Exercise input:
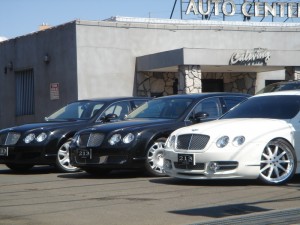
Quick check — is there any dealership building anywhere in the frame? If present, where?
[0,0,300,128]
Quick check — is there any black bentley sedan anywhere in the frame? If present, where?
[0,97,150,172]
[70,93,250,176]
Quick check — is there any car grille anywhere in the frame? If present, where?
[174,162,205,170]
[79,133,104,147]
[177,134,209,150]
[0,132,21,145]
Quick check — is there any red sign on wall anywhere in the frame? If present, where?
[50,83,59,100]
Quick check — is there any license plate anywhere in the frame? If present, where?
[78,149,92,159]
[178,154,194,165]
[0,148,8,156]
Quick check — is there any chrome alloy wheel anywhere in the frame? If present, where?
[145,139,166,176]
[56,140,79,172]
[259,139,296,184]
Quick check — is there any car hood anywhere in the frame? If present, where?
[175,118,293,138]
[83,119,175,133]
[1,120,87,133]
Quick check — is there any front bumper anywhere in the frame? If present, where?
[0,146,56,165]
[70,146,146,169]
[164,144,260,180]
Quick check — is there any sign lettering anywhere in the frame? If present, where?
[230,48,271,65]
[185,0,300,18]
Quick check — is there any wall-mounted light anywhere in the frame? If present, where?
[7,61,14,71]
[44,54,50,64]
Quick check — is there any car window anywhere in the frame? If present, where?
[101,101,130,120]
[132,100,146,110]
[191,97,222,120]
[127,98,192,119]
[223,96,246,110]
[222,95,300,119]
[46,101,104,121]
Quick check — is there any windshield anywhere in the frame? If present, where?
[127,98,193,119]
[221,95,300,119]
[46,101,104,120]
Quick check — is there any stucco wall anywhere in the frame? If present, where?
[0,23,77,128]
[76,18,300,99]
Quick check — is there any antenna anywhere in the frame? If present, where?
[170,0,177,19]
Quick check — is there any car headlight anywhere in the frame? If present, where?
[123,133,134,144]
[24,133,35,144]
[108,134,122,145]
[216,136,229,148]
[232,136,246,146]
[36,132,47,142]
[166,135,176,149]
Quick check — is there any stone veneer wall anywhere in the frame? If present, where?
[137,69,256,96]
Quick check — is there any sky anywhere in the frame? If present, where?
[0,0,180,38]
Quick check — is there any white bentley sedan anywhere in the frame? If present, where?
[164,91,300,184]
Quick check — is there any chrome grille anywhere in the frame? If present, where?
[0,132,21,145]
[79,133,104,147]
[177,134,209,150]
[174,162,205,170]
[87,133,104,147]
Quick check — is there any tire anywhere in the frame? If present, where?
[56,139,80,173]
[5,163,34,173]
[145,138,167,177]
[259,139,297,185]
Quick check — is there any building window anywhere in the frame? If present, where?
[15,69,34,116]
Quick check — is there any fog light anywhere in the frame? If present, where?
[208,162,220,173]
[164,159,172,170]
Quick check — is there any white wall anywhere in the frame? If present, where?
[255,70,285,93]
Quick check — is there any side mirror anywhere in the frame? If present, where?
[101,113,119,122]
[192,112,209,123]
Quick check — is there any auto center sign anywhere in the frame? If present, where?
[185,0,300,18]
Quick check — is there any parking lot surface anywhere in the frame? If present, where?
[0,165,300,225]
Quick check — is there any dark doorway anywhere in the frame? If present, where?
[201,79,224,92]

Work instructions: Could you lay out all of the material above as a numbered list, dropping blank lines and leaving the picture out?

Response for this exercise:
1. Quick check — is there any dealership building anywhere in the frame? If present, where?
2. [0,0,300,128]
3. Quick check — is there any black bentley sedan anywhere in the frame? If present, where?
4. [0,97,150,172]
5. [70,93,250,176]
6. Quick check — is there any car grille anywhere in the frame? If present, where?
7. [174,162,205,170]
8. [79,133,104,147]
9. [177,134,209,150]
10. [0,132,21,145]
11. Quick check — is there any red sign on wall anywhere in the frame? If present, where?
12. [50,83,59,100]
13. Quick check — is there any license plate anywhere in the frame? If present, where?
14. [78,149,92,159]
15. [178,154,194,165]
16. [0,148,8,156]
17. Quick check — is there any chrome alloy wheel anywhere in the frame? If present, where?
18. [145,139,166,176]
19. [56,140,79,172]
20. [259,139,296,184]
21. Quick check — is there any car hood anywhere in the frame? If present, where?
22. [175,118,293,138]
23. [83,119,175,133]
24. [1,120,87,133]
25. Quick check — is there any front bumper anywhere in the frame? If present, where?
26. [0,146,56,165]
27. [70,146,146,169]
28. [164,144,260,180]
29. Quick check — is there any sign lettering anywhere in the frame? If present, where?
30. [230,48,271,65]
31. [185,0,300,18]
32. Quick check — is there any wall-mounted light anywhere in the frame? If present, where?
33. [7,61,14,71]
34. [44,54,50,64]
35. Quick check — is there any car window anywhere in the frame? If present, where?
36. [101,101,130,120]
37. [132,100,146,110]
38. [191,97,222,120]
39. [127,98,192,119]
40. [223,96,246,110]
41. [222,95,300,119]
42. [46,101,104,121]
43. Quick check — is there any windshield anywhere in the frame? If present, where?
44. [127,98,193,119]
45. [221,95,300,119]
46. [46,101,104,120]
47. Quick check — is there any stucco wall anywhere in the frame? If present, where?
48. [0,23,77,128]
49. [76,18,300,99]
50. Quick check — is there any antenna anywhere in the frame? If present, where?
51. [170,0,177,19]
52. Quick check — is there any car headlight anywhere in the frame? If present, where?
53. [123,133,134,144]
54. [24,133,35,144]
55. [108,134,122,145]
56. [216,136,229,148]
57. [232,136,246,146]
58. [36,132,47,142]
59. [166,135,176,149]
60. Quick check — is there any stone veneer wall anywhere in the frame? If present, where?
61. [137,69,256,96]
62. Quick check — is there any sky anywhere in the frame? If present, where?
63. [0,0,180,38]
64. Quick check — is there any white bentley sedan anywhere in the frame? If present, where?
65. [164,91,300,184]
66. Quick check — is there any chrome grille anywhere in the frame? If present, where?
67. [0,132,21,145]
68. [79,133,104,147]
69. [177,134,209,150]
70. [174,162,205,170]
71. [87,133,104,147]
72. Quick check — is there any tire anywhere in the frame? If present, where?
73. [56,139,80,173]
74. [5,163,34,173]
75. [145,138,167,177]
76. [259,139,297,185]
77. Quick check — is there any building window anywhere in the frame? If present, where?
78. [15,69,34,116]
79. Quick check — is there any fog light anywhere in the frame? If present, where?
80. [208,162,220,173]
81. [164,159,172,170]
82. Quick check — is there any white wall anywhere in the frame? If present, where?
83. [255,70,285,93]
84. Quick check — is there any side mirror anywhere in the frame? If present, where?
85. [101,113,119,122]
86. [192,112,209,123]
87. Quick check — is there any auto center sign anywhere in the frame? If present, where?
88. [185,0,300,18]
89. Quick check — is there any parking lot surface anywhere in the frame? If present, where?
90. [0,165,300,225]
91. Quick check — is there any dark doorway anywhere in the frame? If present, where?
92. [201,79,224,92]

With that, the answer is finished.